### Text section
════
০১ নভেম্বর ২০২৫ | ১৭ কার্তিক ১৪৩২
শ্রীলঙ্কা
Human Rights Watch Slams Sri Lanka’s Tax Policies for Undermining Education and Equality

image

A new report by Human Rights Watch (HRW) has sharply criticized Sri Lanka’s current tax policies, warning that they are deepening social inequality and jeopardizing the right to free education for millions of children. The organization alleges that tax breaks favoring the wealthy have significantly reduced government spending on public education and essential social services.

Sri Lanka has been struggling with economic instability since its 2022 financial crisis, relying heavily on austerity measures and international loans. However, according to HRW, the government’s approach to taxation has disproportionately benefited high-income earners and corporations, while placing a heavier burden on ordinary citizens.

In its latest report, Human Rights Watch found that tax incentives and concessions for affluent individuals and large businesses have led to a notable decline in public sector investment, especially in the education sector. The watchdog warns that children from low-income families are being denied quality education due to underfunded schools and insufficient resources.
════
### Material supplied
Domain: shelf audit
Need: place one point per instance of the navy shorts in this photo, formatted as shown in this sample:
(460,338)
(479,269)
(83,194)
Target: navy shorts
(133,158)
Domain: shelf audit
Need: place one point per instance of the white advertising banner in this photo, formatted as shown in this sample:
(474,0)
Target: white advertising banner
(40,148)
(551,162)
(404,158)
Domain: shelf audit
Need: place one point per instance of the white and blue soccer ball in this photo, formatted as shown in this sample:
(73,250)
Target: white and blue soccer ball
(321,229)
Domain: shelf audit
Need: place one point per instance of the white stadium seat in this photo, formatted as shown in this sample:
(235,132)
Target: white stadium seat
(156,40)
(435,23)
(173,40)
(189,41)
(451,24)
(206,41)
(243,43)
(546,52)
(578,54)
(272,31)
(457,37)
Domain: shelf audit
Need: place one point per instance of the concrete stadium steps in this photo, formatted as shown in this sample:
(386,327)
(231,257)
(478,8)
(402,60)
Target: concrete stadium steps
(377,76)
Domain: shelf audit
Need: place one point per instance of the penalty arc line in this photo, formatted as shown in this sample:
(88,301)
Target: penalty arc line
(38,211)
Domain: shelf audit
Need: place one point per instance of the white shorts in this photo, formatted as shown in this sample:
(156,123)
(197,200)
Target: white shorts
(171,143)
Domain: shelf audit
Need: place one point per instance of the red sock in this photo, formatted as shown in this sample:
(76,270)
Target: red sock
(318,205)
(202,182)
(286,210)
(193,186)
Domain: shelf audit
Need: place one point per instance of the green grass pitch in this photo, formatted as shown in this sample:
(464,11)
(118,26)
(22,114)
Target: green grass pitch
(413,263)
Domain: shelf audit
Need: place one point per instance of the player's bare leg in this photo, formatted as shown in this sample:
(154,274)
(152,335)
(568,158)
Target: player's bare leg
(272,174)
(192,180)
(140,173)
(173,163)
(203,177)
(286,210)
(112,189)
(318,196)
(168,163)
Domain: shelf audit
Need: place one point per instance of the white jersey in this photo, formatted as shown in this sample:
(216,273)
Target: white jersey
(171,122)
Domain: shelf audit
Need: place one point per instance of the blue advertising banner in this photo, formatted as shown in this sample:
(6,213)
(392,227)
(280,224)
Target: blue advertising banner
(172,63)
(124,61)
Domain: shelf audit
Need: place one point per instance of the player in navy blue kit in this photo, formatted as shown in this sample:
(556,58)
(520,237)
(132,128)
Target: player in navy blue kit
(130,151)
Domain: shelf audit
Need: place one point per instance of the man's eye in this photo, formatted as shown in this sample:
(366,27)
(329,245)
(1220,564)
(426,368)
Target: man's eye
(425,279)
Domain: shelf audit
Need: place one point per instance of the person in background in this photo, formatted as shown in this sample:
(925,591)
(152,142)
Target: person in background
════
### Goals
[A] From the Sri Lanka tax policy article, copy everything from "In its latest" down to "and insufficient resources.".
[B] Name each group that the Sri Lanka tax policy article describes as favored by or benefiting from the country's tax policies.
[C] According to the Sri Lanka tax policy article, since what event has Sri Lanka been struggling with economic instability?

### Solutions per task
[A]
In its latest report, Human Rights Watch found that tax incentives and concessions for affluent individuals and large businesses have led to a notable decline in public sector investment, especially in the education sector. The watchdog warns that children from low-income families are being denied quality education due to underfunded schools and insufficient resources.

[B]
- the wealthy
- high-income earners
- corporations
- affluent individuals
- large businesses

[C] Its 2022 financial crisis.